== Exercise brief ==
Copy the material below line for line, changing nothing.

== Source material ==
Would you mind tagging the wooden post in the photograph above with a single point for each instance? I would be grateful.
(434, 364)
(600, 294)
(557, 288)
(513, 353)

== Solution for this task ==
Would you mind tagging the wooden post in the photograph above with a single point for each instance? I would be grateful.
(434, 364)
(600, 294)
(557, 288)
(513, 353)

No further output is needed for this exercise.